**Task set**
a - List the signs the interview on dancer injury prevention says to inspect a body area for when checking for a serious injury.
b - From the interview on dancer injury prevention, reproduce the passage that begins at the words "What are the" and ends after the words "secondary to overstretching.".

**Text for analysis**
Steps Dancers Can Take to Prevent Injury

Tututhepointe recently had the opportunity to chat with Julie O’Connell (PT, DPT, OCS, ATC). O’Connell is the Performing Arts Program Manager at Athletico Physical Therapy in Chicago, IL. We wanted to find out what steps dancers can take to prevent injuries as well as the proper measures to take when an injury occurs.

What are the basic keys to injury prevention?

Dancers should participate in an active warmup, use good ballet technique, establish proper postural support, maintain good body strength and function within your facility of flexibility. Schedule periods of rest within your dance training. Focus on good general health of eating a healthy diet, maintaining good hydration and appropriate sleep. Consider cross training for improved cardiovascular endurance, strength and flexibility versus just focusing on the technique training.

Can you talk about the move to dynamic warming up versus static stretching?

Dynamic warm-ups are better so that you can increase heart rate to get blood flowing so that the muscles become more pliable and able to stretch. Static stretching can put your joints at risk for injury secondary to overstretching.

What are warning signs of a serious injury or one that needs help?

Inspect a body area for swelling, discoloration and deformity. Listen to your body based on pain and modify your activity level.

What are some basic self-care techniques to help with recovery after performance or intense rehearsals or summer intensive? What are daily self-care basics during routine dance class schedule?

**Study material**
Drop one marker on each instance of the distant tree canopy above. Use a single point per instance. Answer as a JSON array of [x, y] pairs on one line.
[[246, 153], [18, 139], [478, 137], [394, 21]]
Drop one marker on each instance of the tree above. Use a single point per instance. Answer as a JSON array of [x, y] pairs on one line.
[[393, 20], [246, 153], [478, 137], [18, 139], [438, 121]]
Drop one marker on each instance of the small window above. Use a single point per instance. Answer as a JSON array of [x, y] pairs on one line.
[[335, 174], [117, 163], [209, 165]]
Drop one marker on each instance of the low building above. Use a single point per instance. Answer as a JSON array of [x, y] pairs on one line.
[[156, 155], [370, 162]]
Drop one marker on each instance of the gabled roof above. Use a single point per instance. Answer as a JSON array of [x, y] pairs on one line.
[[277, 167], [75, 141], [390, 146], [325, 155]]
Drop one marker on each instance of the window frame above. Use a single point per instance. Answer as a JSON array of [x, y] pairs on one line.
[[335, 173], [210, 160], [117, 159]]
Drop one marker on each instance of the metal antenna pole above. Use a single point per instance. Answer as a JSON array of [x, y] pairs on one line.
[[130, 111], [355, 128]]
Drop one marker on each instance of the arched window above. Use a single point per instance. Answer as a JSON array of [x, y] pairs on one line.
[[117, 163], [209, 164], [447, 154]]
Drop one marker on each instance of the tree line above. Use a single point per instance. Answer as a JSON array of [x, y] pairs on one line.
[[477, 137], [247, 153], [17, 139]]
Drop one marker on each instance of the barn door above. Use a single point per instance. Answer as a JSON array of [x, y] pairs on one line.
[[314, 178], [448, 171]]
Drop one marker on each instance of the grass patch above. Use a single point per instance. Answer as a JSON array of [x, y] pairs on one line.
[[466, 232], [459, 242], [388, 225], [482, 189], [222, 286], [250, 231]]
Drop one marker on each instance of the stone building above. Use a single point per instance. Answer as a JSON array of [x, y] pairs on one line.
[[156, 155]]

**Solved problems**
a - Swelling, discoloration, deformity

b -
What are the basic keys to injury prevention?

Dancers should participate in an active warmup, use good ballet technique, establish proper postural support, maintain good body strength and function within your facility of flexibility. Schedule periods of rest within your dance training. Focus on good general health of eating a healthy diet, maintaining good hydration and appropriate sleep. Consider cross training for improved cardiovascular endurance, strength and flexibility versus just focusing on the technique training.

Can you talk about the move to dynamic warming up versus static stretching?

Dynamic warm-ups are better so that you can increase heart rate to get blood flowing so that the muscles become more pliable and able to stretch. Static stretching can put your joints at risk for injury secondary to overstretching.